**TRY IT**
Copy the entries out again in full.

§

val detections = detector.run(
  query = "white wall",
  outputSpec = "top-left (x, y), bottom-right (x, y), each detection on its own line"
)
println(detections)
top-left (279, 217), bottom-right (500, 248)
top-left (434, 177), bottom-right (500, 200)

§

**EXERCISE ANSWER**
val detections = detector.run(
  query = "white wall",
  outputSpec = "top-left (x, y), bottom-right (x, y), each detection on its own line"
)
println(detections)
top-left (279, 217), bottom-right (500, 248)
top-left (434, 177), bottom-right (500, 200)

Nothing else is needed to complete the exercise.